▶ PROBLEM
Rewrite the entries from the start through the line containing "x=475, y=166", replacing every "indicate" with "mark" and leaving everything else unchanged.

-------- DATA EXTRACT --------

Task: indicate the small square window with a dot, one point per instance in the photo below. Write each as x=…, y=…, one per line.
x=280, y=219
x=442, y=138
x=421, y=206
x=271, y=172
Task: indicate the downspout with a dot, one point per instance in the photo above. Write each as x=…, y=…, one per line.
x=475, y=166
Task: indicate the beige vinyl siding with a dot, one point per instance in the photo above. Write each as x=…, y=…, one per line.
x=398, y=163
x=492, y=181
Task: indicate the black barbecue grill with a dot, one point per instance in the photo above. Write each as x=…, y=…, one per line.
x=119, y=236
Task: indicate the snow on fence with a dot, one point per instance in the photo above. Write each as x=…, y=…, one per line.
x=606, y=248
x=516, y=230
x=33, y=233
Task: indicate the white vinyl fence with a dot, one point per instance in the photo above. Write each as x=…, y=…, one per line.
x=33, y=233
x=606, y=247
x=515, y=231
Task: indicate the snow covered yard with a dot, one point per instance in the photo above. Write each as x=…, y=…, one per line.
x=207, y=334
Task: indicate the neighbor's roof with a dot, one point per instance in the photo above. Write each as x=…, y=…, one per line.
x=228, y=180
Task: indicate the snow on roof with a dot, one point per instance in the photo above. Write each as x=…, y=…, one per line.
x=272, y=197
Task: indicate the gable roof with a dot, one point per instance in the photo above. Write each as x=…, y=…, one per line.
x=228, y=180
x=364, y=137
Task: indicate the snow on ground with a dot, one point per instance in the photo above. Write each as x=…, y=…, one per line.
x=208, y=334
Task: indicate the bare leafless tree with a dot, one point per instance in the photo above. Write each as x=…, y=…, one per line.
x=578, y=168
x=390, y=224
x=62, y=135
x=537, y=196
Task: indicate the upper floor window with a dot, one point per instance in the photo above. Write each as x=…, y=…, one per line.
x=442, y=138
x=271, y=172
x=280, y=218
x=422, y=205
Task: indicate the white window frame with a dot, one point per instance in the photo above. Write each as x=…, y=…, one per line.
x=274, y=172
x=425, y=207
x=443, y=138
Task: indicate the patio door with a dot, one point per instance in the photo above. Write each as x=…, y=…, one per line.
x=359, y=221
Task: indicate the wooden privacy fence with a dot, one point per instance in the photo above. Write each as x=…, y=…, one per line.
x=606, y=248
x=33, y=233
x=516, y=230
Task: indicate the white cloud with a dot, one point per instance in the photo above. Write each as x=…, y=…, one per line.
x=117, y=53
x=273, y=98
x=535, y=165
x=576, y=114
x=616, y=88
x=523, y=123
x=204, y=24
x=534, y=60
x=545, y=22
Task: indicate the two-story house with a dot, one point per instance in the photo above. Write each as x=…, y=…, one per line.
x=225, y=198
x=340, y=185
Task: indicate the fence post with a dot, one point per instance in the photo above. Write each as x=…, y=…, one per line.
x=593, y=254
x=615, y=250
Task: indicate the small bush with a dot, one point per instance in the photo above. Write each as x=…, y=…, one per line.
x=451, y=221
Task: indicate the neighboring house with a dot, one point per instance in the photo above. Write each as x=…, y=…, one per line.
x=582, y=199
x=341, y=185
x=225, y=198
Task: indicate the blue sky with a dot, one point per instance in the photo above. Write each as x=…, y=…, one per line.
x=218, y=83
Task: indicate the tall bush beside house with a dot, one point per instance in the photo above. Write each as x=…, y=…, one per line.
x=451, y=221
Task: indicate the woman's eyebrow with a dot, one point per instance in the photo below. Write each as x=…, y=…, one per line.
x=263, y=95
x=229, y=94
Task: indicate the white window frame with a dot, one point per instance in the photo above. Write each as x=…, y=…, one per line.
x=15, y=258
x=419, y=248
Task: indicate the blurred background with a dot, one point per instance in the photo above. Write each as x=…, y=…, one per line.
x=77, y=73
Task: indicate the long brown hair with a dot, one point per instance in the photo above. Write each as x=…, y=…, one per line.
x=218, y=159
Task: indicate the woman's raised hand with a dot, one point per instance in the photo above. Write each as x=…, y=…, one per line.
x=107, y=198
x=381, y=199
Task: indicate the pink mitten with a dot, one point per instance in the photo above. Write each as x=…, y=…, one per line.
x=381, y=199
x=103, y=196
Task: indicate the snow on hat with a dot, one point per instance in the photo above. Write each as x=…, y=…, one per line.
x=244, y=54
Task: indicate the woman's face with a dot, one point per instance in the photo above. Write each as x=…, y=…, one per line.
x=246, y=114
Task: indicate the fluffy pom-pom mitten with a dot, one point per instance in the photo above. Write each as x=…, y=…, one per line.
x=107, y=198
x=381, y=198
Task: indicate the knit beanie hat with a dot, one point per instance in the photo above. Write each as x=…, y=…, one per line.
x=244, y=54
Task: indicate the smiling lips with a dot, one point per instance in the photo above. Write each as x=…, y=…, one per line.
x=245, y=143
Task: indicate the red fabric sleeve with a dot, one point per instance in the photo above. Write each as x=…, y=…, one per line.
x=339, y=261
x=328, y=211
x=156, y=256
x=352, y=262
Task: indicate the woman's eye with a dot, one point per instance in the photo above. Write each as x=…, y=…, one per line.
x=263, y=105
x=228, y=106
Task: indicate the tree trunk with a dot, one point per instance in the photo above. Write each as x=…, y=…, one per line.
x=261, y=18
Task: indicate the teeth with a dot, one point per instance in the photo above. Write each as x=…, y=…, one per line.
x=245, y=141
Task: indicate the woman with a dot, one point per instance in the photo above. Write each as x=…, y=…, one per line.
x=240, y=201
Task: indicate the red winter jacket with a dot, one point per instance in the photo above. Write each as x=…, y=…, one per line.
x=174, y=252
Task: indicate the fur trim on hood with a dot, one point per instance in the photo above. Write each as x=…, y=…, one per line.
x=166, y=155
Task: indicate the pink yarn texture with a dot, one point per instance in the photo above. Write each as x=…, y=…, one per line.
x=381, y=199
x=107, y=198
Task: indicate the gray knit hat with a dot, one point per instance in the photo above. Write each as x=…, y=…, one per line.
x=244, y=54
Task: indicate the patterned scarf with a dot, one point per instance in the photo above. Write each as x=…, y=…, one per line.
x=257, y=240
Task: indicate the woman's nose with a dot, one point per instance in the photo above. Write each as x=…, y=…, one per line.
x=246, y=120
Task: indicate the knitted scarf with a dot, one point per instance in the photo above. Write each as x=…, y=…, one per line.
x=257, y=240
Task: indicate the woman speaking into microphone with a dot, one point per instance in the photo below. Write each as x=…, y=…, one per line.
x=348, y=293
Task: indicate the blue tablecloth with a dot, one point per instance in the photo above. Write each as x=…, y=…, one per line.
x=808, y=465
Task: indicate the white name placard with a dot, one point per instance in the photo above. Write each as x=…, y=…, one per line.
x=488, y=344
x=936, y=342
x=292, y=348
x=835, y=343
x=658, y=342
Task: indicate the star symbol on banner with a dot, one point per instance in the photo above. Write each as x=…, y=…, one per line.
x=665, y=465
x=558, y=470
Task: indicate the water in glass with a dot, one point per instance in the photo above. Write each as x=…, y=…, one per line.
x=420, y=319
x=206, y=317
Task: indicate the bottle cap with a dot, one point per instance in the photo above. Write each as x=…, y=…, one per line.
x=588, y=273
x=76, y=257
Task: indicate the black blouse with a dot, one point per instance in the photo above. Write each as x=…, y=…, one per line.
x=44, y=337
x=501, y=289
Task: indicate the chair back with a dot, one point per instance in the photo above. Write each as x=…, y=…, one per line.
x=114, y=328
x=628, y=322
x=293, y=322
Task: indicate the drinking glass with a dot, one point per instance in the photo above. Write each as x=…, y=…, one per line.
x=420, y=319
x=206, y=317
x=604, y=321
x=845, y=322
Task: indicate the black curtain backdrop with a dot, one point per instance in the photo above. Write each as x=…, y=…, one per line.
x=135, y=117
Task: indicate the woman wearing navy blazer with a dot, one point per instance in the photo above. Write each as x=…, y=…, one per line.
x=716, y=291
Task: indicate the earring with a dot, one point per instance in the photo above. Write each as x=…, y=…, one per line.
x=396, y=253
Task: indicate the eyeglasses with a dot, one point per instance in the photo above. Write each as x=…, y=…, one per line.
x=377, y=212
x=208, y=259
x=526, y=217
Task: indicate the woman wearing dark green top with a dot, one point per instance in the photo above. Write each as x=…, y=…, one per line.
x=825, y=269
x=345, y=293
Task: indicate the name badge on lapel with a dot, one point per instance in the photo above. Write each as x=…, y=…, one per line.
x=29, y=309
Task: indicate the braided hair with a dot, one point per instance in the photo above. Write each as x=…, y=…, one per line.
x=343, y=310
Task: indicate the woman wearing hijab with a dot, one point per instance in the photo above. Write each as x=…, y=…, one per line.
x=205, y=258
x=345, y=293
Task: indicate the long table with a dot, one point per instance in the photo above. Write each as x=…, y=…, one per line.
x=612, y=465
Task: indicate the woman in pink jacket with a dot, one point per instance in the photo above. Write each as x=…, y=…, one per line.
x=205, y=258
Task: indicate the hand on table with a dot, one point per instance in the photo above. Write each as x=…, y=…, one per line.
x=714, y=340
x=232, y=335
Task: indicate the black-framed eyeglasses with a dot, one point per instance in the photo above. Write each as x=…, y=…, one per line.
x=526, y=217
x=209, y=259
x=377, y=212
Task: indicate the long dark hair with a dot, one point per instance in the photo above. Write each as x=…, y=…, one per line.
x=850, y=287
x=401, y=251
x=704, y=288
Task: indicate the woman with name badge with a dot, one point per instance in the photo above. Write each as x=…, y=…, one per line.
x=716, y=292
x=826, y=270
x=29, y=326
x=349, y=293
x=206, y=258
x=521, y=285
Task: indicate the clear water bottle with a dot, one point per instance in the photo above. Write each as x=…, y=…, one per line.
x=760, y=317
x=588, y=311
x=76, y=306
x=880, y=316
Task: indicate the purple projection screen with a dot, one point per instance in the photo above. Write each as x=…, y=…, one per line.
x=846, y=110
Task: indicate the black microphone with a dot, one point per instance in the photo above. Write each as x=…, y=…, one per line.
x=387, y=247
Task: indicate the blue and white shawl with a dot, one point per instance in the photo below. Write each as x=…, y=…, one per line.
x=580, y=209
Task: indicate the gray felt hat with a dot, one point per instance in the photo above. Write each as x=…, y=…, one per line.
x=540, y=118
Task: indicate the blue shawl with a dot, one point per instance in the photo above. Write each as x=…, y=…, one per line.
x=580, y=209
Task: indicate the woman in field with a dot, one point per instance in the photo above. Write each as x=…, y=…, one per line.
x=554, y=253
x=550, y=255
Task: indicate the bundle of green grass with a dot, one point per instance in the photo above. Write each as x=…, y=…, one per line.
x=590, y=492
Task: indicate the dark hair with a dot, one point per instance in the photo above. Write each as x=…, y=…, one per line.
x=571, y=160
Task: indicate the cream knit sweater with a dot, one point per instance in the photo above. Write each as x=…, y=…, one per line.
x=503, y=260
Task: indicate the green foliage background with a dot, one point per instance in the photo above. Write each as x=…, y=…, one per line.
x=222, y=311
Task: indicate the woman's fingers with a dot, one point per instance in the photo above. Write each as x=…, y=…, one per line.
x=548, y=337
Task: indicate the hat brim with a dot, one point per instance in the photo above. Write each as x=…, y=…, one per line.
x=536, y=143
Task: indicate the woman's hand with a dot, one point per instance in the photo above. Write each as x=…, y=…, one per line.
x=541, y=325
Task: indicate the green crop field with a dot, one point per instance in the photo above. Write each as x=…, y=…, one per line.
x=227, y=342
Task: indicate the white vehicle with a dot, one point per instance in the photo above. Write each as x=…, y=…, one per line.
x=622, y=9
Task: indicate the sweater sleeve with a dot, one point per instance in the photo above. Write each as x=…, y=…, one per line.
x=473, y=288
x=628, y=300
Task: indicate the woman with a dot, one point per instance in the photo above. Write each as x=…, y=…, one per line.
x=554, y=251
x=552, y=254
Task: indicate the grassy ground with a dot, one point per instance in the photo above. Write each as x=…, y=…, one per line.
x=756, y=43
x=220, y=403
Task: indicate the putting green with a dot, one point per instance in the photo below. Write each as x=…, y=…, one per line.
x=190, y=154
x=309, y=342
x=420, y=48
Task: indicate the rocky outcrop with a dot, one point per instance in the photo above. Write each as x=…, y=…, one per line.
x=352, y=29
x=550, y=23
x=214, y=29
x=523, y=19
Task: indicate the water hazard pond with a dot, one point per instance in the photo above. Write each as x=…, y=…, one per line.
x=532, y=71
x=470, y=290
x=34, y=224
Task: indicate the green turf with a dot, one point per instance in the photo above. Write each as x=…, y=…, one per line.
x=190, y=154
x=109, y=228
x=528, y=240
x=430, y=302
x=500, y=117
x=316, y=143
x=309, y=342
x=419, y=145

--------

▶ CORRECT ANSWER
Task: mark the small square window with a dot, one point per instance in the photo below. Write each as x=…, y=…, one per line.
x=280, y=219
x=442, y=138
x=421, y=206
x=271, y=172
Task: mark the downspout with a dot, one point per instance in the photo above. Write each as x=…, y=…, one per line.
x=475, y=166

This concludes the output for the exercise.